There are not so many studies of university rankings that take a positive or neutral perspective. In a number of studies, the authors highlight the objective nature of rankings and the possibility of their use for cross-country comparisons (e.g., Docampo, 2011). Very often, these studies are reduced to an attempt to reveal the underlying factors of rankings that determine the position of a university (Docampo & Cram, 2014; Klumpp, 2019; Pakkan, Sudhakar, Tripathi, & Rao, 2021). It is argued that rankings can be used as a benchmarking tool (Tuesta, Bolaños-Pizarro, Neves, Fernández, & Axel-Berg, 2020).

In the final report on the Rankings in Institutional Strategies and Processes (RISP) project, Hazelkorn, Loukkola, & Zhang (2014) indicate the possible areas for the use of rankings by universities:

  • Information source

  • Benchmarking tool

  • Evidence in the process of decision-making

  • Marketing promotion tool

In the Russian-language literature, rankings are most often viewed through the prism of competitiveness and integration into the global educational space (e.g., (Leonova, Malanicheva, & Malanicheva, 2017; Puzatykh, 2019). This interpretation of the rankings is mainly due to the fact that in Russia in 2013-2020, the Project 5top100 excellence initiative was implemented. The very name of the project contains the goal of five Russian universities to get into the top 100 of the global university rankings, so the rankings played a key role in this initiative. Accordingly, a significant part of the academic literature analyses university rankings in this context (Arefiev, 2014, 2015; Guzikova & Plotnikova, 2014; Kushneva, Rudskaya, & Fersman, 2014). The results of Project 5top100 were summed up by the Accounts Chamber of the Russian Federation (“Bulletin of the Accounts Chamber Vol. 2 (279),” 2021). The authors acknowledged that the main goal of the project was not achieved, while all participants experienced a significant increase in the number of publications and promotion in rankings (mainly in subject ones).

4. Discussion and Conclusions

We have explored four groups of literature (academic vs grey literature, Russian-language vs English-language literature). It is interesting to note that individual perspectives have points of intersection, but there are no theses that would be the subject of discussion and analysis for all groups. At the same time, English-language academic literature intersects in certain aspects with English-language non-academic and Russian-language academic literature, and Russian-language academic literature additionally has points of intersection with Russian-language grey literature.

Few studies consider global university rankings as a neutral or positive phenomenon. In these studies, as a rule, the authors mention objectivity and the possibilities of using ranking data for quantitative analysis and cross-country comparisons. However, our literature review showed that under the guise of apparent transparency and objectivity, there are many shortcomings that negatively affect all the stakeholders in the higher education ecosystem. Rankings can be used as a marketing and benchmarking tool, but only if the limitations of the methodology are recognized.

Thus, most researchers support the view that global university rankings should not be used for research evaluation, but they are still used, nonetheless. On the other hand, constant criticism from the academic community led to the development of rankers’ “discursive resilience: the ability to engage with critics in a productive way in order to navigate a potentially hostile environment” (Hamann & Ringel, 2023).. In this regard, we would like to mention two events in 2022 which may radically change the future situation.

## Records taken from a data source
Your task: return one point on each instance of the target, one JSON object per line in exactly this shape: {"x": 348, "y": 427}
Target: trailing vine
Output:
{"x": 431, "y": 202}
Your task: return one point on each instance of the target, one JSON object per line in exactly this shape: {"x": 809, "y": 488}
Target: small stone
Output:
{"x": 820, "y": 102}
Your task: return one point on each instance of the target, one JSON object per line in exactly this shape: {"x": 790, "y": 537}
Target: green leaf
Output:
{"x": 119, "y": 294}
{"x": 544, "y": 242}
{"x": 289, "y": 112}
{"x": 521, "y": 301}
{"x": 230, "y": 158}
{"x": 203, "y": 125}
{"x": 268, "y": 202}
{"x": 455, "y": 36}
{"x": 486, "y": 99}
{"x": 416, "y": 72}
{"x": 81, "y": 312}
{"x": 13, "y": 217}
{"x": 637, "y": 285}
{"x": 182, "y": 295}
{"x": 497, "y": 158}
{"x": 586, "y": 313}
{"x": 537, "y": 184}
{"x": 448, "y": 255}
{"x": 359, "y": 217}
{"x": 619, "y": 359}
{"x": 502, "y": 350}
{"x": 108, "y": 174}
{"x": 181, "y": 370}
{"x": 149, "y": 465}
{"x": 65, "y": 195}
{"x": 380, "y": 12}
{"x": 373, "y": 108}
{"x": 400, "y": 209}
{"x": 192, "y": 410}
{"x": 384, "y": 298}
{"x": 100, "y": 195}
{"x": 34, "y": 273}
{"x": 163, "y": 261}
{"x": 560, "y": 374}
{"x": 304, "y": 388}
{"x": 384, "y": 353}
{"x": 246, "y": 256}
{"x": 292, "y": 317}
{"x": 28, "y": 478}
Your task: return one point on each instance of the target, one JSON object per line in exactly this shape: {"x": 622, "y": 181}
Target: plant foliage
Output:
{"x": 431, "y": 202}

## REQUIRED ACTION
What comes next in the review of literature on global university rankings? Continue it from its final sentence.

## REPLY TO THE TASK
Firstly, the Agreement on Reforming Research Assessment was developed (CoARA, 2022), which, as of March 12, 2023, has been signed by 487 universities. The document clearly states that the use of rankings should be avoided when evaluating research (and researchers). At the same time, the drafters of the agreement admit the possibility of using rankings for the purposes of comparative analysis, but in this case, the limitations of the methodology should be recognized.

Secondly, at the end of 2022, some prestigious American law and medical schools announced their intention to quit the U.S. News & World Report (Hamann & Ringel, 2023). This is not the end of the "ranking power," but more than a clear signal from the academic community.

Open science practices

Conducting this study made me think about the Helsinki Initiative on Multilingualism in Scholarly Communication (Helsinki: Federation of Finnish Learned Societies, Committee for Public Information, Finnish Association for Scholarly Publishing, & Universities Norway & European Network for Research Evaluation in the Social Sciences and the Humanities, 2019), which is rarely mentioned in this context. In the process of preparing the review, I came across the fact that the scientific quality of the articles of Russian authors in English is significantly higher than in Russian. In my opinion, this is a direct consequence of the phenomena analysed in this paper. The race for ranking promotion and quantitative indicators leads to the degradation of the national academic discourse, especially in the field of SSH. Therefore, in parallel with the English version, I will post a preprint in Russian and in the future, I will do the same with all the studies that I publish.


The author is grateful to Ludo Waltman, whose comments significantly improved this paper. This study received no external funding.

Competing interests

The author is affiliated with the Centre for Science and Technology Studies (CWTS) of Leiden University, which is the producer of the Leiden Ranking. The author is also a former employee of the Ministry of Science and Higher Education of the Russian Federation that implemented the Project 5top100 excellence initiative. No proprietary information received by the author during the period of public service in the Ministry was used in this paper.


Abramo, G. (2017). Bibliometric evaluation of research performance: Where do we stand? Voprosy Obrazovaniya / Educational Studies Moscow, 2017(1), 112–127.

Arefiev, A. L. (2014). Global university rankings as a new phenomenon in Russian higher education. Sotsiologicheskaya Nauk i Sotsialʹnaya Praktika [Sociological Sciences and Social Practice], 7(3), 5–24.

Arefiev, A. L. (2015). On the participation of Russian universities in international rankings. Rossiya Reformiruyushchayasya [Russia in Reform], 13, 213–231.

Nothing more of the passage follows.